The final event of the day is an appearance on MS-NBC's Equal Time TV show. It is similar to CNN's Crossfire, but with Oliver North representing the Republicans and Paul Begala the Democrats.
In the first half of tonight's show they have two opposing guests, one a Democrat and one a Republican, the usual format. The Republican is Armstrong Williams, a prominent radio talk-show host who often appears on TV as an apologist for the Republicans. We chat before the show and he tells Jim Babka to be sure to call him to arrange for me to be on his radio show.
Since I'm neither Republican nor Democrat, I'm the only guest in my 12-minute segment. The interview goes very well. I'm able to dominate the conversation and get across many of the points I want to emphasize, no matter what questions are asked.
Both hosts are in favor of the Drug War. Begala asks why I'm not a Republican, since my only difference with North is over the Drug War— and otherwise we both want smaller government. I point out that the Republicans don't deliver on smaller government, just as the Democrats don't deliver on respect for personal liberty or world peace.

========

## WHAT YOU ARE ASKED TO DO:
Write out the passage on the Equal Time appearance again, starting with "Both hosts are" and going on through "or world peace.", and switch "smaller government" to "limited government" throughout.

========

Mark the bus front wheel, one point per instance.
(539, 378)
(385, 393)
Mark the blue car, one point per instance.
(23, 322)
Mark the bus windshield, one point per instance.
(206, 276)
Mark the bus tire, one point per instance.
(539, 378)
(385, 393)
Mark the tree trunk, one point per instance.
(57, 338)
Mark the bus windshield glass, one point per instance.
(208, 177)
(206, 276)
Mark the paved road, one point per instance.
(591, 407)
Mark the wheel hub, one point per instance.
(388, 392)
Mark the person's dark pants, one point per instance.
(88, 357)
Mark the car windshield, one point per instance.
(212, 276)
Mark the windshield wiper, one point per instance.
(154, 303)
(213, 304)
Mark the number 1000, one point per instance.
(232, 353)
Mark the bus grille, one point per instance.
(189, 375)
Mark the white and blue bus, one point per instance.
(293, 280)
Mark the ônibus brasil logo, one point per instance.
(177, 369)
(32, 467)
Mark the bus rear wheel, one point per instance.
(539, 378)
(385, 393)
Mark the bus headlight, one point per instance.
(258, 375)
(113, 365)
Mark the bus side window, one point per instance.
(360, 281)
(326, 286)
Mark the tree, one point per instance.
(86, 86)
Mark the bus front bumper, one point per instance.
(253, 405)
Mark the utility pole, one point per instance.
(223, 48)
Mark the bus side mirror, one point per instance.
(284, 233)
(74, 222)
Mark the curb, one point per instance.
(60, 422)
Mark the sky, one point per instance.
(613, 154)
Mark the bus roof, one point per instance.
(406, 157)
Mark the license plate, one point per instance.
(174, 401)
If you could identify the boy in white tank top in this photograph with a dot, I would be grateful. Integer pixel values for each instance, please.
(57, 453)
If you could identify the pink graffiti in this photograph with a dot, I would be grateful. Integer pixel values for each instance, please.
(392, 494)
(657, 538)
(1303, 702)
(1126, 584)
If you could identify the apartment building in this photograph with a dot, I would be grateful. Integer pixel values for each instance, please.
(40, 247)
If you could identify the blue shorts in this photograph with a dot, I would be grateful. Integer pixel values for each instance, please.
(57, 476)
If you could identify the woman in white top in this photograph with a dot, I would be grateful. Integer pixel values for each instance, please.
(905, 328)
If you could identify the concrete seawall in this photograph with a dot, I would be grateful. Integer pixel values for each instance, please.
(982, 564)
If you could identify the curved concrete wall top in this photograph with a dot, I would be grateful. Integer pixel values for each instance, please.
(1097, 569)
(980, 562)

========

## ANSWER TO THE EXERCISE:
Both hosts are in favor of the Drug War. Begala asks why I'm not a Republican, since my only difference with North is over the Drug War— and otherwise we both want limited government. I point out that the Republicans don't deliver on limited government, just as the Democrats don't deliver on respect for personal liberty or world peace.